• _ANFORDERUNGEN DER ÜBUNG_
1 > Prüfen Sie, ob die Aussagen (a), (b) und (c) mit dem Text über Schleichwerbung bei YouTube-Stars übereinstimmen, und belegen Sie jedes Ja oder Nein mit der entscheidenden Textstelle im Wortlaut. (a) Den Verdacht der Schleichwerbung prüft die Bezirksregierung Mittelfranken. (b) Fünf Millionen Nutzer haben die Video-Kanäle abonniert. (c) Daaruum wird als Comedy-Trio bezeichnet.
2 > Führen Sie den Text über Schleichwerbung bei YouTube-Stars im Anschluss an seinen letzten Satz fort.

• _VORGEGEBENER TEXT_

------

Essen. . Es könnte ein Grundsatz-Urteil werden: Die Bezirksregierung Mittelfranken prüft den Verdacht der Schleichwerbung in Youtube-Videos von “Y-Titty“. Nach einem TV-Bericht stehen auch andere Video-Blogs mit Millionenpublikum in der Kritik — ebenso eine Vermarktungs-Agentur.
Sie sind jung, cool, ganz normal und ganz nah dran: YouTube-Stars wie das Comedy-Trio Y-Titty oder Modebloggerin Daaruum stehen bei Jugendlichen hoch im Kurs. Dreieinhalb Millionen Nutzer haben ihre Video-Kanäle abonniert. Die Alltags-Blogger vermitteln das Gefühl eines Kontakts auf Augenhöhe. Sie reden Klartext, sie sind "welche von uns", und ihre Fans vertrauen auf ihr Urteil.

------

• _DATENAUSZÜGE_
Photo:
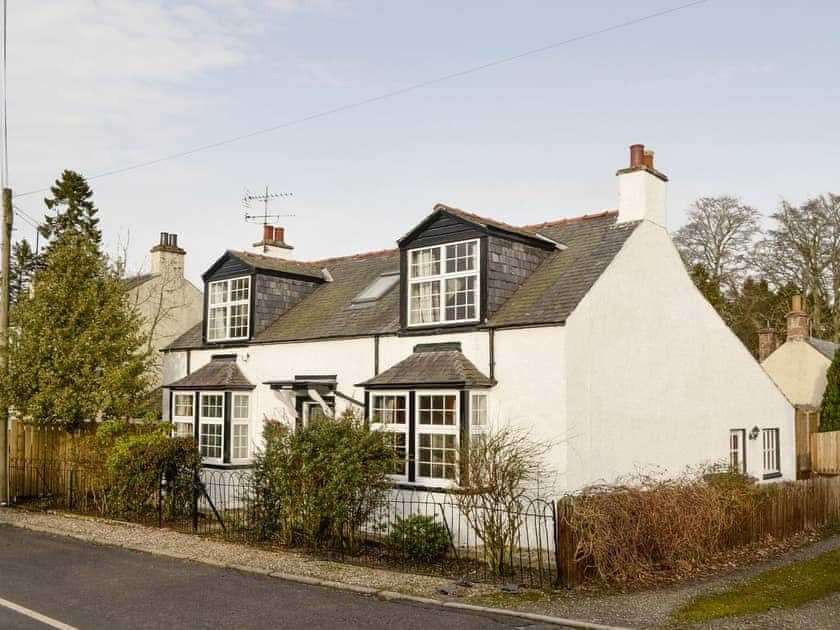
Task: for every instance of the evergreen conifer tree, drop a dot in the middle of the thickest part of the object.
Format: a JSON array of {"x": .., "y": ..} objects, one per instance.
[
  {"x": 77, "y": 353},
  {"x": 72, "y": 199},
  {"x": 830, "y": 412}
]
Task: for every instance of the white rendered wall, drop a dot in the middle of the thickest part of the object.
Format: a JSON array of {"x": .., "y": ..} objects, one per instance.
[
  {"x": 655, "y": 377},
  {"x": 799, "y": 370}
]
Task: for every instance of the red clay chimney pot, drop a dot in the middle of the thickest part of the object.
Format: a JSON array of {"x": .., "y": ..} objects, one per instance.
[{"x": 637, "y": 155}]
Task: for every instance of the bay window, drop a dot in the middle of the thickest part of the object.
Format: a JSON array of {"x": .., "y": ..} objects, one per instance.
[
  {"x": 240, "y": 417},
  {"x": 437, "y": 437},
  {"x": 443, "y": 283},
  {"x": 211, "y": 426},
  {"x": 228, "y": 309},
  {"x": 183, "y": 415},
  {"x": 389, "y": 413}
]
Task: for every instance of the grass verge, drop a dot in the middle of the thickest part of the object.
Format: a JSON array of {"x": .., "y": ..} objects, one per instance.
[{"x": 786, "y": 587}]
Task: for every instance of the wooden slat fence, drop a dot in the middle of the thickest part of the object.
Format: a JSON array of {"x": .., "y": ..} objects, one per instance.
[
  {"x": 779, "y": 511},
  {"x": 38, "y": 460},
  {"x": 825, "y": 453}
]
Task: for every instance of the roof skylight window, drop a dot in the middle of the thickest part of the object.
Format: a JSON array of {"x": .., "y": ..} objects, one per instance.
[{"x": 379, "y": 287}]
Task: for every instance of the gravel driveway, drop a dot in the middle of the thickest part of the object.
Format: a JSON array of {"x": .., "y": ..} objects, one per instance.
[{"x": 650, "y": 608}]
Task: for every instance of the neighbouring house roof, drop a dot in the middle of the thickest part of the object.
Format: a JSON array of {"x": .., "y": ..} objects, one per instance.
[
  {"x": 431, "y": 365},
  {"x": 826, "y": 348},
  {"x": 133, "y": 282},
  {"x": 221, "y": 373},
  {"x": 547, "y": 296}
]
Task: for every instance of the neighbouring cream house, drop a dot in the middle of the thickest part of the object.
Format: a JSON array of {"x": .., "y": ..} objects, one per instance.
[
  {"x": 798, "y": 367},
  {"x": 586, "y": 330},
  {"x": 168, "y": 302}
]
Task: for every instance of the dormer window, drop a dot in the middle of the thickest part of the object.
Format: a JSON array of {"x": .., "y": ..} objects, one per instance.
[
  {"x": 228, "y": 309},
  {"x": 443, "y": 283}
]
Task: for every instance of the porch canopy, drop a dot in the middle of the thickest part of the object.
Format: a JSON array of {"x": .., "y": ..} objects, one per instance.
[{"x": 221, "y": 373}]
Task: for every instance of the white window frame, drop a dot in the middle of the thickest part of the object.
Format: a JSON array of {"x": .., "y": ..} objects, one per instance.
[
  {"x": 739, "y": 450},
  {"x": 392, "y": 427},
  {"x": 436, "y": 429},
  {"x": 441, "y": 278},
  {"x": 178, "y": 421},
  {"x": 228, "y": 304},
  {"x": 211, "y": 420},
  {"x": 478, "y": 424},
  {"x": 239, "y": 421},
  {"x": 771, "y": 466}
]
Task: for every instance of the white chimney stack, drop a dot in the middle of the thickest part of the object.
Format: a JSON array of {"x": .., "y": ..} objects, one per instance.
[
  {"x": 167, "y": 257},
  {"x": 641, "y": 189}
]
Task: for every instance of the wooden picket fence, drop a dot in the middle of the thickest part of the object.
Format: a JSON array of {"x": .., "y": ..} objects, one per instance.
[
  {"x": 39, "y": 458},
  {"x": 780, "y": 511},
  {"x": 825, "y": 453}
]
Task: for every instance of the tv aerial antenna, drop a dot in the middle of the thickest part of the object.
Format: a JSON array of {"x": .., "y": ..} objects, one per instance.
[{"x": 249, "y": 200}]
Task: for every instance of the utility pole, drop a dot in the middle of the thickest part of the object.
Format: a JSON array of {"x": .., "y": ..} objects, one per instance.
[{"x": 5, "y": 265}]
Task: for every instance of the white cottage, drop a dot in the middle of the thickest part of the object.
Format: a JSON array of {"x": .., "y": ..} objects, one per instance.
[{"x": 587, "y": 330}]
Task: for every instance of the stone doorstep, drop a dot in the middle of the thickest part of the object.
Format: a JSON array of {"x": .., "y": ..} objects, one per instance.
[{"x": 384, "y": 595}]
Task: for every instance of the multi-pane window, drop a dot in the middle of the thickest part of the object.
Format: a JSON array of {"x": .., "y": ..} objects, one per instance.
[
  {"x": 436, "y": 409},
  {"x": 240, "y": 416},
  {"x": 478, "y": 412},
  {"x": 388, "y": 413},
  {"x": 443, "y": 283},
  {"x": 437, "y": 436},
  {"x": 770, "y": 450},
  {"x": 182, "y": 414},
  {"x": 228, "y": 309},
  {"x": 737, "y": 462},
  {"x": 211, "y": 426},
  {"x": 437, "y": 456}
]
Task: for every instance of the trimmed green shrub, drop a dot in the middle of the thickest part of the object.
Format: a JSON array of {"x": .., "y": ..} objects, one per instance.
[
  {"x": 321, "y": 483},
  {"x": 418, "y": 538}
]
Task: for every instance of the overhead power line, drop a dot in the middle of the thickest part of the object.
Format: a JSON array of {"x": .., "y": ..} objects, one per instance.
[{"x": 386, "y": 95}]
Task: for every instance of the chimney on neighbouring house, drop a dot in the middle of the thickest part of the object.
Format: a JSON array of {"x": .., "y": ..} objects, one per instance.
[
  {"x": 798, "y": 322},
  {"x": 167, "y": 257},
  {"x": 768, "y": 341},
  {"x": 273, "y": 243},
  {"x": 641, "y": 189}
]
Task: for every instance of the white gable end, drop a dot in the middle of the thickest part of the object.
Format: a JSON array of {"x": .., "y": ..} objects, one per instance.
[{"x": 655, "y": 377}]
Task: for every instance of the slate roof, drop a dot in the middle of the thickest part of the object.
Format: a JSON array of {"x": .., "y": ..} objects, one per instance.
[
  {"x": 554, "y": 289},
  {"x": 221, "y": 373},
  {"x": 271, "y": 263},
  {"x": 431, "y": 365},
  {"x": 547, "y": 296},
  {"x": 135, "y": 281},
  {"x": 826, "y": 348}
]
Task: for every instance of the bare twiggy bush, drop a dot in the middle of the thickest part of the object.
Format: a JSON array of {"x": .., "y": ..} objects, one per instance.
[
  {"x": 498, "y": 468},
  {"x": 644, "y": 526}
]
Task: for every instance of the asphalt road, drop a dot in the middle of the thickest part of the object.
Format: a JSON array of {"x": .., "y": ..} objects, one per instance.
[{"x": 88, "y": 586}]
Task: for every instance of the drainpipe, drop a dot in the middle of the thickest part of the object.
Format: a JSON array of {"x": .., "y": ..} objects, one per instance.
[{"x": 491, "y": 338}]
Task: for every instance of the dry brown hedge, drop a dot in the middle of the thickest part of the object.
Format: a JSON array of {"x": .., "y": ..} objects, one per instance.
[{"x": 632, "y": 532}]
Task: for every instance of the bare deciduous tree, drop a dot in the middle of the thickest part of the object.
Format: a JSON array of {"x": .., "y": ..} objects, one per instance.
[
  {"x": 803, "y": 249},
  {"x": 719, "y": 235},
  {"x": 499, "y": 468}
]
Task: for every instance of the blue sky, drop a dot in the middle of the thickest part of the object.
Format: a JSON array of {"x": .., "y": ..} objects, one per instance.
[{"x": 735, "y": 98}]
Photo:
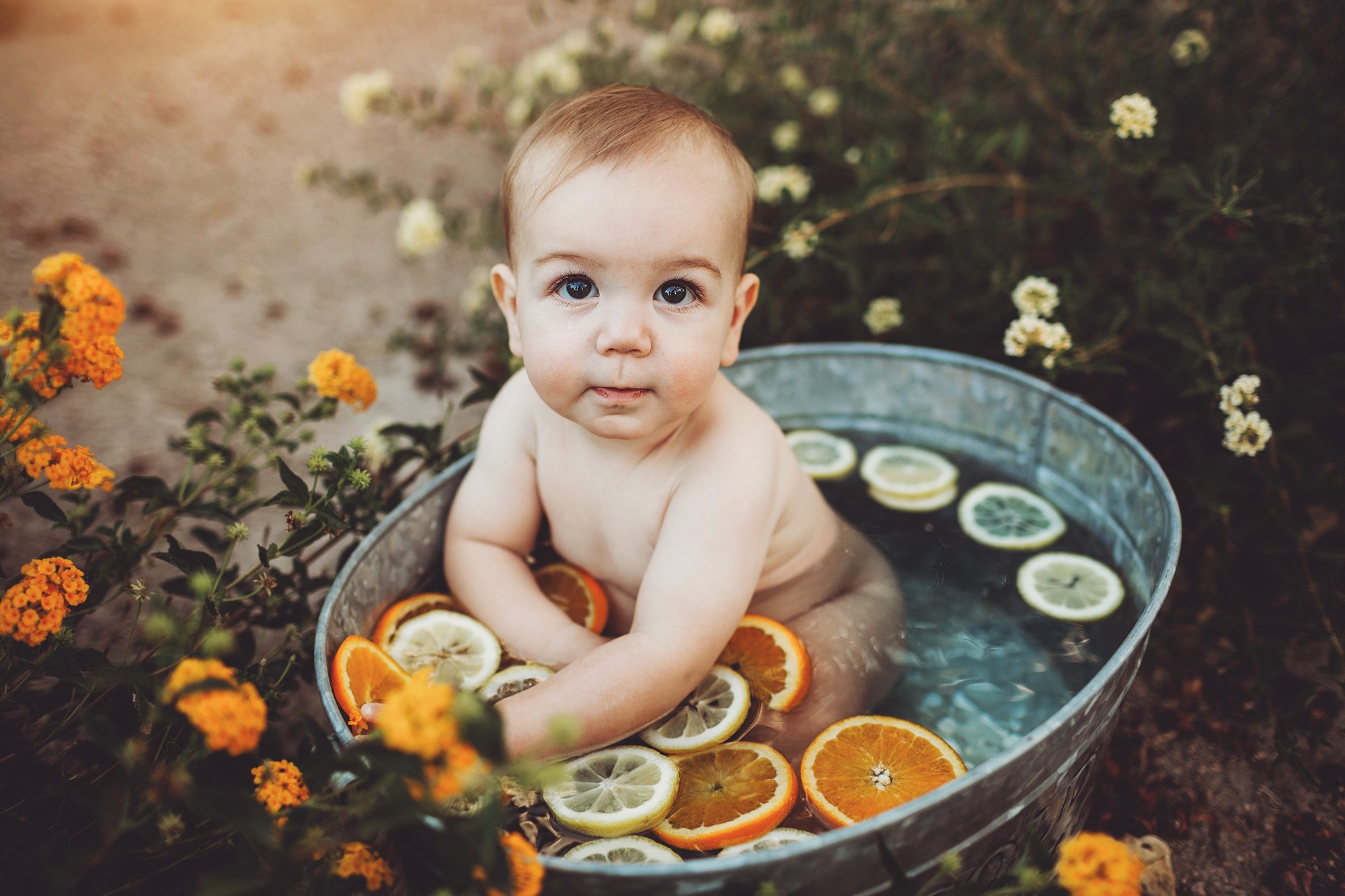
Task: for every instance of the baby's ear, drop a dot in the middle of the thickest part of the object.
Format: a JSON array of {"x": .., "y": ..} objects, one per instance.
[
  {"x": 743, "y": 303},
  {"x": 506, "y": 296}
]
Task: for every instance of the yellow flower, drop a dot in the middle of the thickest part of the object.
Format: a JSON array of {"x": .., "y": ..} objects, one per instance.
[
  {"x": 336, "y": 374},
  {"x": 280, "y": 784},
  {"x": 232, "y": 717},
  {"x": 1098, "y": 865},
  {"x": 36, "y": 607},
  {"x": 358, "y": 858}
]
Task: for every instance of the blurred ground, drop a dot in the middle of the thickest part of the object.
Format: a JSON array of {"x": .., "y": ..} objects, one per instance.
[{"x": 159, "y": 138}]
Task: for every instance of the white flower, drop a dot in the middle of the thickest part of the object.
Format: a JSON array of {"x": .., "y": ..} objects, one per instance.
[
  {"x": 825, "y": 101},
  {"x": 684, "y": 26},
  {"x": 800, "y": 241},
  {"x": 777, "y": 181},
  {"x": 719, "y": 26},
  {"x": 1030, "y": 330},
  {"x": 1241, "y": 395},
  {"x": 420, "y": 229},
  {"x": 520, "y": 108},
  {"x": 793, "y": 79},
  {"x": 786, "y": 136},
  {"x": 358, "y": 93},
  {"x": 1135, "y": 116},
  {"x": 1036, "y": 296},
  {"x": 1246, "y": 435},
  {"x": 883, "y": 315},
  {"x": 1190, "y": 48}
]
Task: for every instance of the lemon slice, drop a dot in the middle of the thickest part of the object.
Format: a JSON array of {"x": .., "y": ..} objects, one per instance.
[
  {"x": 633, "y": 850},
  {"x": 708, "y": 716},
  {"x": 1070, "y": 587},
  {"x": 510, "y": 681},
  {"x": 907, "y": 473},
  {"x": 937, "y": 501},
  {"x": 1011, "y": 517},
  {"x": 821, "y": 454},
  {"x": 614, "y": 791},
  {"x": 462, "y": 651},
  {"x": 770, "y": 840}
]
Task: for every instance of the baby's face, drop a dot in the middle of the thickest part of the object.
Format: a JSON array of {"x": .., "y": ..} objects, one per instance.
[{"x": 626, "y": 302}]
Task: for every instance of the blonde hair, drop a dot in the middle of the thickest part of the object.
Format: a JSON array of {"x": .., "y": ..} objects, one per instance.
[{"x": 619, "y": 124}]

------

• _ANTWORTEN JE AUFGABE_
1 >
(a) Ja: „Die Bezirksregierung Mittelfranken prüft den Verdacht der Schleichwerbung in Youtube-Videos von “Y-Titty“.“
(b) Nein: „Dreieinhalb Millionen Nutzer haben ihre Video-Kanäle abonniert.“
(c) Nein: „das Comedy-Trio Y-Titty oder Modebloggerin Daaruum“

2 >
Für die Werbeindustrie ist dieses Vertrauen Gold wert. Es ist doch so einfach: Der Video-Blogger testet unter dem Deckmäntelchen des Privaten ein Produkt, lobt es über den Klee, kritisiert ein unwichtiges Detail wie die Packungsfarbe — fertig ist das Werbevideo. Und keiner hat's gemerkt. Im Fachjargon heißt das "redaktionell integrierte Werbung".
Das Problem: Während Fernseh-Werbung klar geregelt ist, gibt es für Werbung in YouTube-Videos bislang keine rechtliche Grundlage. Ein Bericht im SWR-Magazin "Report Mainz" von Dienstag könnte jetzt einen Stein ins Rollen gebracht haben. Nach einem Beitrag über den Schleichwerbungs-Verdacht hat die Bezirksregierung Mittelfranken ein Prüfverfahren gegen die Agentur "MediaKraft" aus München eingeleitet. Sie organisiert laut Produktplatzierungen in Online-Videos und sorgt für Marketing und Produktion der Clips.
Y-Titty finden versteckte Werbung "cool"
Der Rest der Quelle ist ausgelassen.